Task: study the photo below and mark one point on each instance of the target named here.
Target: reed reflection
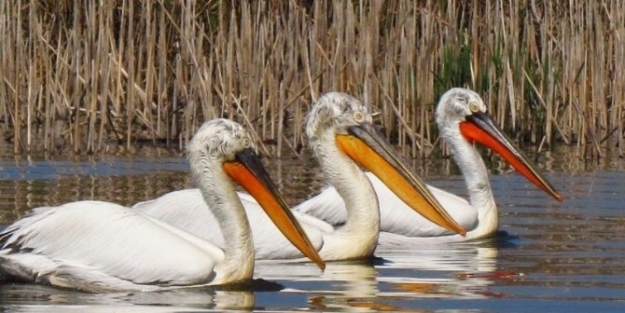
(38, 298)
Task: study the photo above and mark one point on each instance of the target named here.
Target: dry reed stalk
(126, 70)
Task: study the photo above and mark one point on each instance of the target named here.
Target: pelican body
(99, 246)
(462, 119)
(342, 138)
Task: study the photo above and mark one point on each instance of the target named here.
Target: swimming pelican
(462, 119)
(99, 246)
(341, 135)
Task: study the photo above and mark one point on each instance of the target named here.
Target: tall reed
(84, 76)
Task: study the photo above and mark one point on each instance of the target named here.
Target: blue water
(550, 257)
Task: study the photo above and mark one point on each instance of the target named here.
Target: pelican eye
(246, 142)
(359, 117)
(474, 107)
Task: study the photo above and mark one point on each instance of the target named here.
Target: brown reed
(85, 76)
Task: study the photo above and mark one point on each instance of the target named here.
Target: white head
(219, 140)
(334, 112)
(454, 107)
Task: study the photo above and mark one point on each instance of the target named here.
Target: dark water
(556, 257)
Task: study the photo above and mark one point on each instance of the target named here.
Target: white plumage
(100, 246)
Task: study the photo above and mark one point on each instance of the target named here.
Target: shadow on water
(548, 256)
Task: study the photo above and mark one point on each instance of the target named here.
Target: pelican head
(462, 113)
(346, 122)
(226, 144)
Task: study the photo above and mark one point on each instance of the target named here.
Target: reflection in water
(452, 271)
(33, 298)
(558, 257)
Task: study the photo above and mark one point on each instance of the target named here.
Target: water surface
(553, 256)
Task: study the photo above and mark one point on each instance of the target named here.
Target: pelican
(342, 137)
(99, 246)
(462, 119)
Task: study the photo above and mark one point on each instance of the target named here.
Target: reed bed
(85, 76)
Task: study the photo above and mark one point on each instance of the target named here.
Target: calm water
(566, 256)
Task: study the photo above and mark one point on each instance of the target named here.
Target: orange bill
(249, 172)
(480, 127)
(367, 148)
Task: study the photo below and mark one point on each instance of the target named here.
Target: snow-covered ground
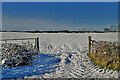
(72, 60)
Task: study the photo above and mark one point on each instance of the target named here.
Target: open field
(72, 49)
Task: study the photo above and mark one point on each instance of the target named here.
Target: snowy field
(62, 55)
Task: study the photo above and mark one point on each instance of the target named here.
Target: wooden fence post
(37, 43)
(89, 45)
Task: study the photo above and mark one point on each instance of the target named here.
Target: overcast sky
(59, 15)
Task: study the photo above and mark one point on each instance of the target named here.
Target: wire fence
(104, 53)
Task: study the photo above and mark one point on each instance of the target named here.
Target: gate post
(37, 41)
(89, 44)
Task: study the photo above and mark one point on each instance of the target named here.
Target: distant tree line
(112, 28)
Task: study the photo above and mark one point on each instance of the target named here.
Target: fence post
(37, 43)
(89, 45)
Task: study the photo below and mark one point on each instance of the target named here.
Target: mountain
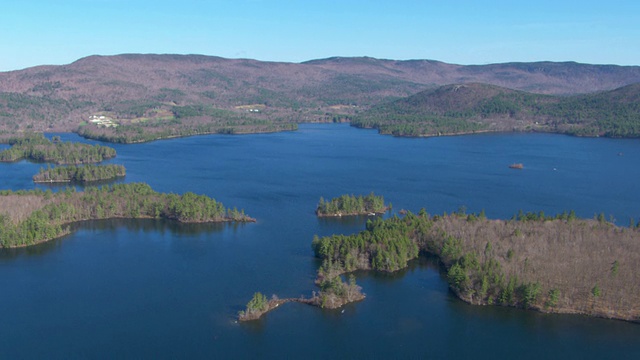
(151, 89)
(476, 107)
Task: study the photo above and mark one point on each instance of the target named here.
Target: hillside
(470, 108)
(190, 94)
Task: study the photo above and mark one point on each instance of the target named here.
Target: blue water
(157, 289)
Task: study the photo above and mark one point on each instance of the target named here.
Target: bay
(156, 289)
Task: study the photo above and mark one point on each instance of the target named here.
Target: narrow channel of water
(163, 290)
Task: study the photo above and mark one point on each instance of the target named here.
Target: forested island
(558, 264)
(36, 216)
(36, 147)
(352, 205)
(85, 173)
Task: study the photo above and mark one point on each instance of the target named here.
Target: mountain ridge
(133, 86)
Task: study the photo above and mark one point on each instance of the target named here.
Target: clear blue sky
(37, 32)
▬▬▬▬▬▬
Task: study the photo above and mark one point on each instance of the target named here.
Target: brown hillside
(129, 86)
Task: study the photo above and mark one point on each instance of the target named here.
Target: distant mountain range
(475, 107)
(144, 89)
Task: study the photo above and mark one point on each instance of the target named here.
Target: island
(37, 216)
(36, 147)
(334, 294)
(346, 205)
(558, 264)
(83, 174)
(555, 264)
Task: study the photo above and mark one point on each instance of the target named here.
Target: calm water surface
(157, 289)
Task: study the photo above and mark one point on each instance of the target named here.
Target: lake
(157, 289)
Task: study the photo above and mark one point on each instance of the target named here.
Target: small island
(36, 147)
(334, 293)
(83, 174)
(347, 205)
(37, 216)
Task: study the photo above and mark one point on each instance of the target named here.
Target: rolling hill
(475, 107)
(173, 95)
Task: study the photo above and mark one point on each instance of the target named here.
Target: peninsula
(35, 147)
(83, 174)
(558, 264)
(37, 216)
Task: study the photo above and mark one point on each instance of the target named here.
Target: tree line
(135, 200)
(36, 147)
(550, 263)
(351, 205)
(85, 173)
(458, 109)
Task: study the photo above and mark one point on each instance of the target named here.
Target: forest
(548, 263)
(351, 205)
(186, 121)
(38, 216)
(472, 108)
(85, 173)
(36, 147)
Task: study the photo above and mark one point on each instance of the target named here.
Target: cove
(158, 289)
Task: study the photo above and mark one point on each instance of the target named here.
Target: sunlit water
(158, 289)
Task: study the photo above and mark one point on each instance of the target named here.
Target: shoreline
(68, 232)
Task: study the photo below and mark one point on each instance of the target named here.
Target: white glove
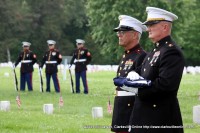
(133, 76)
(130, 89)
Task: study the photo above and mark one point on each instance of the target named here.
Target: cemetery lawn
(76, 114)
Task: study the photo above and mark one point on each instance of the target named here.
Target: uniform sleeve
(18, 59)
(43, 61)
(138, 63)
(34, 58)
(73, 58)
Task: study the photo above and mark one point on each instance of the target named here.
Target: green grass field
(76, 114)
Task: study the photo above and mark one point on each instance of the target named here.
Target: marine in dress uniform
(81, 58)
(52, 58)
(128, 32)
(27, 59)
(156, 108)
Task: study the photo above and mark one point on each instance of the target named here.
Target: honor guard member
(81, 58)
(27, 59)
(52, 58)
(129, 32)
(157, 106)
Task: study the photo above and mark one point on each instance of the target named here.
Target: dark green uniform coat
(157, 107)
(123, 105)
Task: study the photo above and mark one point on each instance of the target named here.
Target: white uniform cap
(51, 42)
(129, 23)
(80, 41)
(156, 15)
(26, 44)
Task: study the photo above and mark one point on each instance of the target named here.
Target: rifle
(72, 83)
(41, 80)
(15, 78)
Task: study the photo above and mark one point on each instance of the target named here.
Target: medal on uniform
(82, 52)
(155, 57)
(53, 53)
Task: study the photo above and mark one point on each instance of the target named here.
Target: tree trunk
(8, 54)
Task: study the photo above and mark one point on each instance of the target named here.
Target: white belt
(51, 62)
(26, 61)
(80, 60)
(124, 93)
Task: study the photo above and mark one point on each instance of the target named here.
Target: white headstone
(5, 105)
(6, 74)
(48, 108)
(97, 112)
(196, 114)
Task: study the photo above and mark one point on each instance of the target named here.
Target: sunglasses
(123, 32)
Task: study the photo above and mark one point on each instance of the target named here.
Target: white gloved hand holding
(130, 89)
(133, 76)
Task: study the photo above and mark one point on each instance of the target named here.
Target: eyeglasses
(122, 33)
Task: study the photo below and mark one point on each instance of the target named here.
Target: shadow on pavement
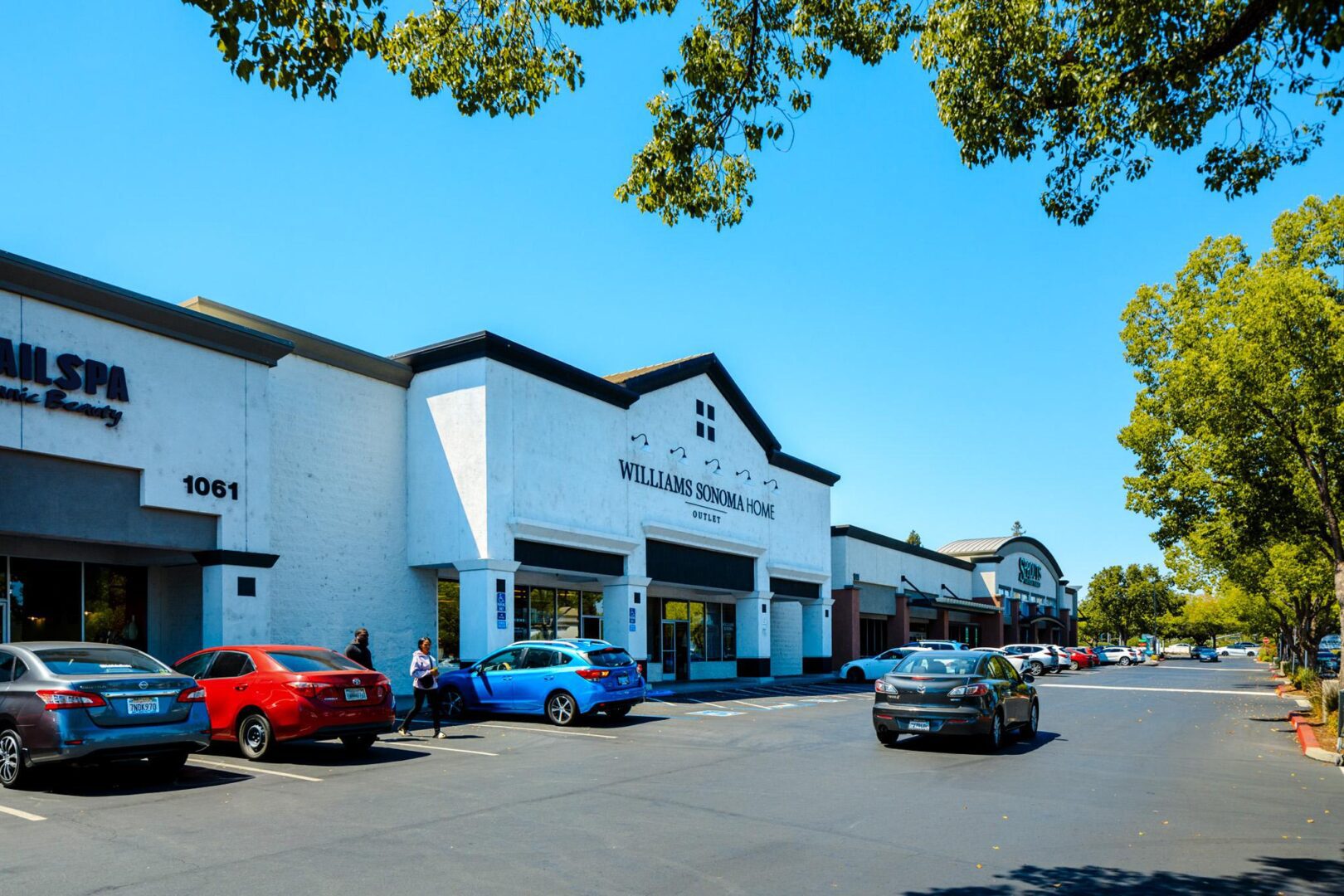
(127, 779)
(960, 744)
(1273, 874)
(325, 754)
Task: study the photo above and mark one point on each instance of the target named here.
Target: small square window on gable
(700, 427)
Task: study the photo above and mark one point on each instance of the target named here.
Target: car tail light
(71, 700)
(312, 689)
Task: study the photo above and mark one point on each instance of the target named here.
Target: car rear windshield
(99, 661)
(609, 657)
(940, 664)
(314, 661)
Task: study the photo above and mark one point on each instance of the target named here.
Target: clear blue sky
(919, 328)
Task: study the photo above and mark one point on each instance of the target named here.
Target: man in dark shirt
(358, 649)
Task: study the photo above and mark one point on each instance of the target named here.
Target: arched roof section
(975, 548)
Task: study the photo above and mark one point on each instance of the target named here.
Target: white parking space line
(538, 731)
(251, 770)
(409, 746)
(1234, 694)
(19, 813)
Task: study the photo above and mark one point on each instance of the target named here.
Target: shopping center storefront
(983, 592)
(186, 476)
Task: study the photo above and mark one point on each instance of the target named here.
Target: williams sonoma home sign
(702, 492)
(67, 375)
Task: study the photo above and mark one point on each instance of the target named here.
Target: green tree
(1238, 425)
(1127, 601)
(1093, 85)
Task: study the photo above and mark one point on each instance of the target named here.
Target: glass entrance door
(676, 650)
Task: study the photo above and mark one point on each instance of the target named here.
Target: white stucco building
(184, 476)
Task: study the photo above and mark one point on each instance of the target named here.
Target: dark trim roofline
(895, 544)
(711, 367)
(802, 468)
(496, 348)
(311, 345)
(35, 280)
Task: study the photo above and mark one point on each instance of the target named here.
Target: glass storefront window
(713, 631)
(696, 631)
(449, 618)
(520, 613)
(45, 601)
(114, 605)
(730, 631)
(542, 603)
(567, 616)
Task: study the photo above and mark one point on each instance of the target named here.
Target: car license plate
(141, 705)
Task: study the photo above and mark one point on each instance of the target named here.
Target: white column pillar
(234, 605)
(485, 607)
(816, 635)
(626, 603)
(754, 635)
▬▬▬▬▬▬
◆ **TASK**: Pull out each line of the records above that contains the word "calm".

◆ **SOLUTION FOR THIS PROBLEM**:
Target: calm water
Target: calm water surface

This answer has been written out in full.